Excerpt provided Block Start

Water Technology - Projects
The EU project SophiA, which started in October 2021, aims at developing two solar-powered 40-foot container systems for remote hospitals in Africa. A first container will provide reliable cooling and storage of vaccinations, medicines and blood plasma at low cost. The cooling requirement at three different temperature levels (+5, -30 and -70 ° C) is reached efficiently and with climate-friendly natural refrigerants. In addition to the refrigerated container, a second container ensures a secure power supply and supplies the hospital with clean drinking water and hot water as well as steam for sterilization. The solar powered systems will be tested and demonstrated in four rural hospitals in remote regions of the African continent to cover the most important different climatic zones. The project includes 13 partners from Europe and Africa, in which the Karlsruhe University of Applied Sciences takes on the project coordination.
Smart irrigation Cube for sustainable agriculture in the Mediterranean region "SmaCuMed" - in Morocco
Since June 2020, the EU-PRIMA research project "SmaCuMed” is focusing on the development and application of solutions for food systems and water resources in the Mediterranean basin. SmaCuMed’s main goal is to develop a fully autonomous operating plant in remote areas of Morocco, which is robust and equipped with a low-cost real-time sensor system for water production and irrigation management, as well as environmental and socio-economic sustainability studies, to support regional strategies for sustainable farming.
Raach Solar, Erolzheim, Germany
Aquagri, Lissabon, Portugal
Cadi Ayyad University, Marrakesh, Morocco
Moulay Ismail University, Errachidia, Morocco
Centre de Recherches et des Technologies des Eaux, Tunisia
Water reuse: solar-powered wastewater treatment and reuse for hospitals 'Reuse4Hos' - in Uganda
The Deutsche Bundesstiftung Umwelt (DBU) project 'Reuse4Hos' aims at developping a robust and cost-effective wastewater treatment technology for wastewater reuse and at piloting it at Lubaga Hospital in Kampala, Uganda. It will enable decentralized treatment of about 10,000 liters of hospital wastewater per day by combining a membrane bioreactor with activated carbon treatment. The pilot plant is to be built using mostly plant components available locally in Africa and will be powered to a high degree by solar energy. It will serve as a model for wastewater treatment and reuse in Uganda and other East African countries.

Excerpt provided Block End
Extracted entries Block Start

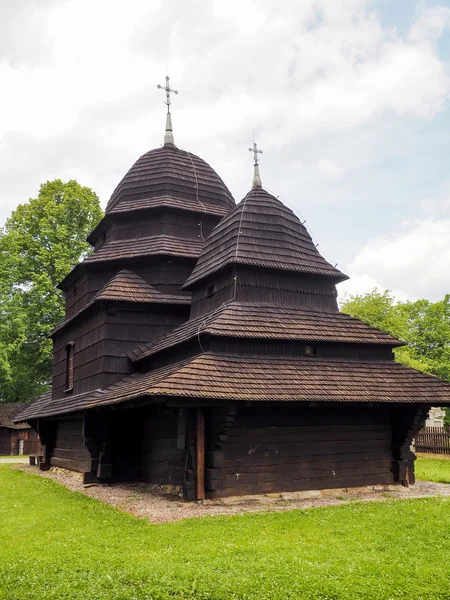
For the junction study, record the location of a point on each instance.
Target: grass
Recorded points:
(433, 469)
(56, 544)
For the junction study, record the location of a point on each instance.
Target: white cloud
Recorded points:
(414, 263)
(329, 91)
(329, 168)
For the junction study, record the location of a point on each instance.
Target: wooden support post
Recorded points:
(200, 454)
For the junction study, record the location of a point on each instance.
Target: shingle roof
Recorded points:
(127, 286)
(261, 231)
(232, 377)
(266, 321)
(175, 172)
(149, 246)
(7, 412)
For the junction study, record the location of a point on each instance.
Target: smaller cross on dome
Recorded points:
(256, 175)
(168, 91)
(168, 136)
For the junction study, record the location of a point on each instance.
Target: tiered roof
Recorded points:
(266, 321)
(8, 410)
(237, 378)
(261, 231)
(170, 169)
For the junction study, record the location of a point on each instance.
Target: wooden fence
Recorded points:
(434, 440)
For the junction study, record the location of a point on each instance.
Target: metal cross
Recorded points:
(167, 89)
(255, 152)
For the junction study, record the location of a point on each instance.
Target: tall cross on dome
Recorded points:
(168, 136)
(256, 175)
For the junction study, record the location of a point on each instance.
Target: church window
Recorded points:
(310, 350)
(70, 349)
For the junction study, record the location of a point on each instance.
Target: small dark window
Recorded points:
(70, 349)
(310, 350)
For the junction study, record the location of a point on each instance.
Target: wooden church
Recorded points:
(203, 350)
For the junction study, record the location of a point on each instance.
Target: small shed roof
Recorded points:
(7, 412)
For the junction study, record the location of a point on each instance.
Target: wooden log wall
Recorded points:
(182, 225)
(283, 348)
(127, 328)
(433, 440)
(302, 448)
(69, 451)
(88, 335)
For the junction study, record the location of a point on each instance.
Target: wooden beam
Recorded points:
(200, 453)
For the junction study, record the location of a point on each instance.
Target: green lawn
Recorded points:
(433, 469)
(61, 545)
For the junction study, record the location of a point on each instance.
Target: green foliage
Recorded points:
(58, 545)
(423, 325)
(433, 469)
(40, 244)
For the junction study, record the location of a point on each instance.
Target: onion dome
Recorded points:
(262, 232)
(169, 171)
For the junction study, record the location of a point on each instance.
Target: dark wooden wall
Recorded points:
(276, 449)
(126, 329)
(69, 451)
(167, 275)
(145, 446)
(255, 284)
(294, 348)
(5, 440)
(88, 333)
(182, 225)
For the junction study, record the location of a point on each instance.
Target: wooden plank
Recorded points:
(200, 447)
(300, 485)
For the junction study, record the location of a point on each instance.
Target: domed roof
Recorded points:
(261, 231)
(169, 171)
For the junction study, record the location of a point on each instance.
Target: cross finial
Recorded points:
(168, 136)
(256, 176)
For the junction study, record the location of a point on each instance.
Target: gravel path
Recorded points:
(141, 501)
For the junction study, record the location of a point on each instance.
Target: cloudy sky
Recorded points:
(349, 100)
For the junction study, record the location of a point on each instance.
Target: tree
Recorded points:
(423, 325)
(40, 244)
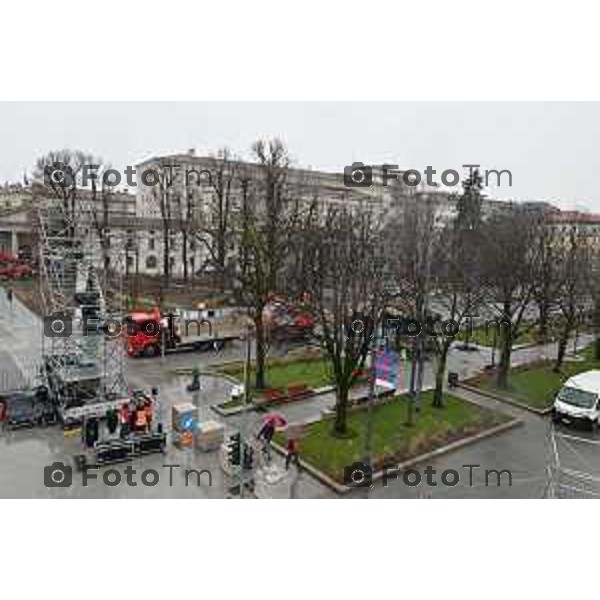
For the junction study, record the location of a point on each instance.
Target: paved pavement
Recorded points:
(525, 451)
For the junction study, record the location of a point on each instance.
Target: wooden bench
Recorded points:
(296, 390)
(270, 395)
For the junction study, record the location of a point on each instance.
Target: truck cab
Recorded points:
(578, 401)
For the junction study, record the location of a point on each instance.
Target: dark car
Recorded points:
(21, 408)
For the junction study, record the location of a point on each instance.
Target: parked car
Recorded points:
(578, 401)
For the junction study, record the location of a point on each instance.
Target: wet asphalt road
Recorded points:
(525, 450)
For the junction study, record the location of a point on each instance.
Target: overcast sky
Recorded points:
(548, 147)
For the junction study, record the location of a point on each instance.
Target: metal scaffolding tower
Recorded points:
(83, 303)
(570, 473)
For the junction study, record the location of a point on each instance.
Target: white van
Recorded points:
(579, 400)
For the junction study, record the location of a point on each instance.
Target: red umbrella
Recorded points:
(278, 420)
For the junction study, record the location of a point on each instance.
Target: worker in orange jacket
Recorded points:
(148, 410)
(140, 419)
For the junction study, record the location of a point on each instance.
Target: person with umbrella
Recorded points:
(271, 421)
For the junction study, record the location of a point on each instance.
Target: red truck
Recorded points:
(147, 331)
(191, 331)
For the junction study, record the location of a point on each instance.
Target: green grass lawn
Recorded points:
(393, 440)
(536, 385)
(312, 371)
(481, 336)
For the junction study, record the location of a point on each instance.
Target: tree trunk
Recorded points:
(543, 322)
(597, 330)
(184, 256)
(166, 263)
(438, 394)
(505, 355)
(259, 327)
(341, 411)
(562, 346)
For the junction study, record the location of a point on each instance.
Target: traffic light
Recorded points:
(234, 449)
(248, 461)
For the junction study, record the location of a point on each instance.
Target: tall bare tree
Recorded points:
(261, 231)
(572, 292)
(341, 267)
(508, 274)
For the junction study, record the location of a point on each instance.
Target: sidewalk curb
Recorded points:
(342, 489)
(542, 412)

Extracted entries Block End
Extracted entries Block Start

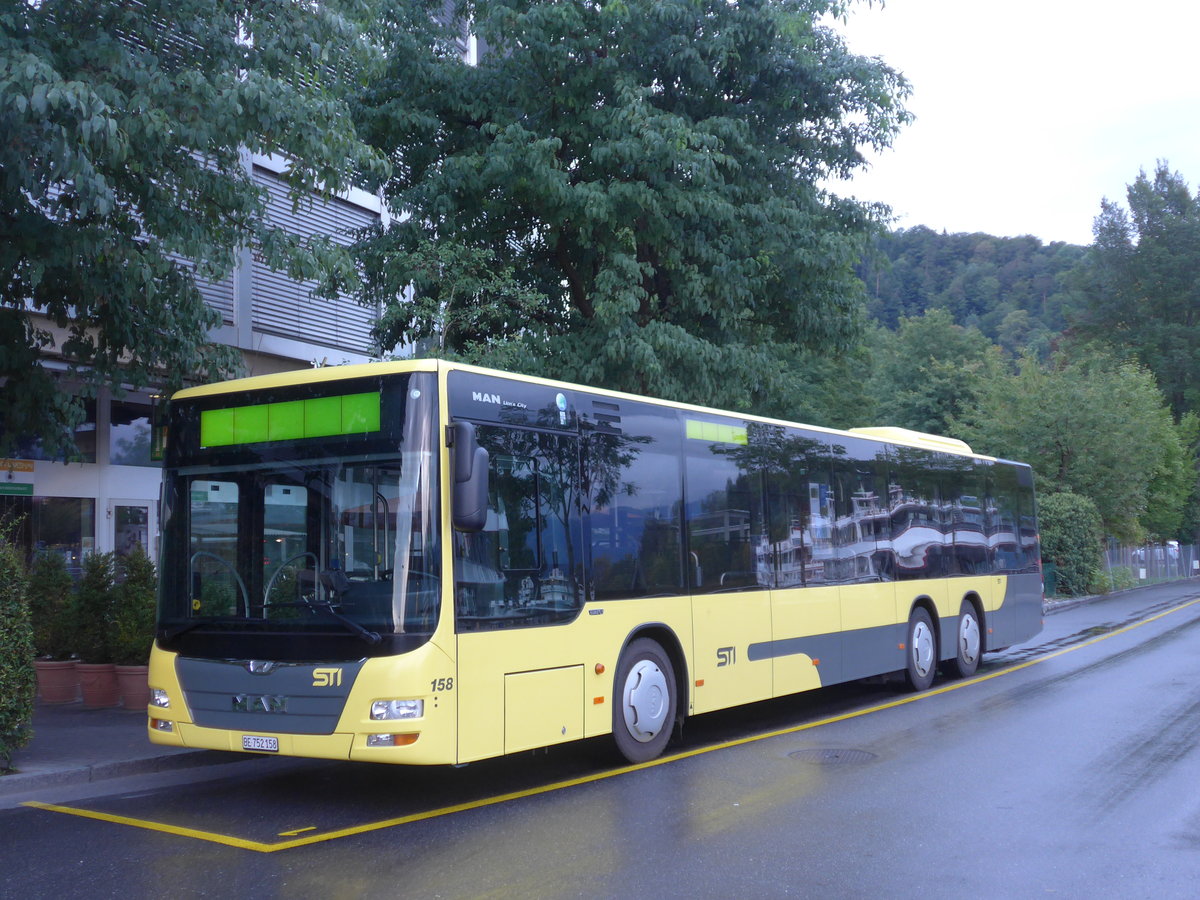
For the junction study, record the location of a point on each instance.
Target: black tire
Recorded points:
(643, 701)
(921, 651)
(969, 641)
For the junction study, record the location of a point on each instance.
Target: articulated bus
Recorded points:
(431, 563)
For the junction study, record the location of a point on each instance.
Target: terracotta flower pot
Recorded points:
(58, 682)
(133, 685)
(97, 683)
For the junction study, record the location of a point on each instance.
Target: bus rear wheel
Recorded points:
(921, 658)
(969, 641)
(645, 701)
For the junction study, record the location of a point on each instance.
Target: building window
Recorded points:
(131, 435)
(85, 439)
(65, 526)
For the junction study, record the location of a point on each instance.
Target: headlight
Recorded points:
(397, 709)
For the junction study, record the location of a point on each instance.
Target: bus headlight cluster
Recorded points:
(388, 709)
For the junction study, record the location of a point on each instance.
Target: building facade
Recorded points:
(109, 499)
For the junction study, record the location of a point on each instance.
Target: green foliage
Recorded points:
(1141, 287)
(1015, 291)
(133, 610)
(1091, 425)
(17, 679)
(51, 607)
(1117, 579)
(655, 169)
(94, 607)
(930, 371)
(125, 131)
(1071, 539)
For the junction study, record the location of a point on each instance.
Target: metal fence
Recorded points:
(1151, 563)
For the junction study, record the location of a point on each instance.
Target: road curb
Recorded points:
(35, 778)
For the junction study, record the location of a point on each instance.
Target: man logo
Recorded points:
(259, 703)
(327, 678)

Extracted entries Block End
Extracted entries Block Start

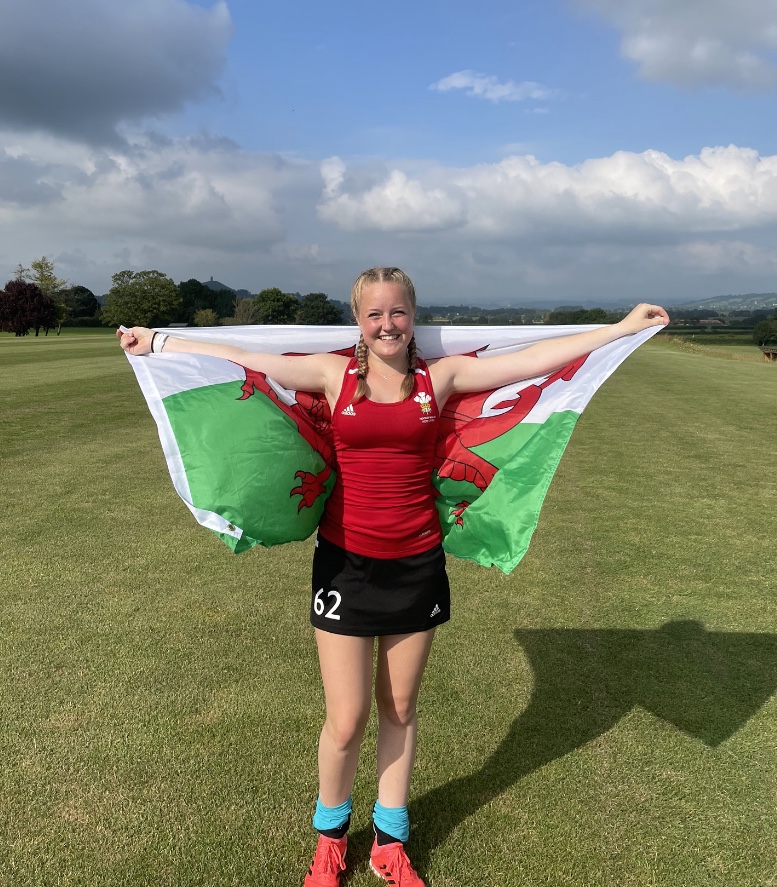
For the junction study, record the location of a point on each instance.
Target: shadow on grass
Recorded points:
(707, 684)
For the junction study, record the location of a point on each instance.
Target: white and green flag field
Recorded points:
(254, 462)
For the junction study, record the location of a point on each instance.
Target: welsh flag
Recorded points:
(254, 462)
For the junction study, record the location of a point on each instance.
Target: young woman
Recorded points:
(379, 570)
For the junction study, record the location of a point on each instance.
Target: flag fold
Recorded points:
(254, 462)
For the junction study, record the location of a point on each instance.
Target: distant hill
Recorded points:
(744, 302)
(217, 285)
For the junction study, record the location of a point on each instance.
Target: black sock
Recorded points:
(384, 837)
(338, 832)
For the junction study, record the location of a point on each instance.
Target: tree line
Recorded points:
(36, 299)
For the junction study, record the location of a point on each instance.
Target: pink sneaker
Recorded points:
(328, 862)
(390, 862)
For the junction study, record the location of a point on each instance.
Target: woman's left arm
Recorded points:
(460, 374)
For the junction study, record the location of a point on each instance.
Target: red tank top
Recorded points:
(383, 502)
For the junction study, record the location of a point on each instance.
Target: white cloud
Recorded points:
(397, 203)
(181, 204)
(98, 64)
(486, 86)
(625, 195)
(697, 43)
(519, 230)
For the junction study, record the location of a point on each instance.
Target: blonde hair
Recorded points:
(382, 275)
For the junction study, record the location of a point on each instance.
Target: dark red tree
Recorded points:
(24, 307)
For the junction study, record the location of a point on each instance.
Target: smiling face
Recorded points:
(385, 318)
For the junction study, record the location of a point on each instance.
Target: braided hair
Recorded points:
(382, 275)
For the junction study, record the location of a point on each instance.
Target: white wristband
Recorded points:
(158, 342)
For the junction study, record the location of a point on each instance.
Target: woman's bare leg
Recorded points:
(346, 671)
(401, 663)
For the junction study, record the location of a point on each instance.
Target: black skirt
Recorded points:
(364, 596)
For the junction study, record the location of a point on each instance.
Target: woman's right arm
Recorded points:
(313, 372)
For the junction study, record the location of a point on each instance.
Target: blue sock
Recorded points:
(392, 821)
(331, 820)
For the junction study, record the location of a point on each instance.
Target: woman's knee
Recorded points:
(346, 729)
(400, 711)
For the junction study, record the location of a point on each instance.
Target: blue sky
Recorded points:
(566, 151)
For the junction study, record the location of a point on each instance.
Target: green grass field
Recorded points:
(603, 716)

Extracted entries Block End

* [What to produce]: According to the water technology projects text, why will the SophiA systems be tested and demonstrated in four rural hospitals across remote regions of Africa?

* [Task output]: The systems are tested in four rural hospitals in remote regions so that they cover the most important different climatic zones of the African continent.